> WHAT TO DO
Rewrite each of the records with every "bat tail membrane" replaced by "tail membrane of a bat", leaving everything else the same.

> EXTRACTED RECORDS
[BEGIN]
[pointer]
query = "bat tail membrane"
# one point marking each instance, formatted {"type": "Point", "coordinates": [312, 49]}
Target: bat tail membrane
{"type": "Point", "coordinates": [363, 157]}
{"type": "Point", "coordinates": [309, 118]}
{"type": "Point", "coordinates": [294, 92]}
[END]
> RESPONSE TO THIS TASK
[pointer]
query = "tail membrane of a bat"
# one point marking each instance, formatted {"type": "Point", "coordinates": [312, 49]}
Target: tail membrane of a bat
{"type": "Point", "coordinates": [363, 157]}
{"type": "Point", "coordinates": [309, 118]}
{"type": "Point", "coordinates": [294, 92]}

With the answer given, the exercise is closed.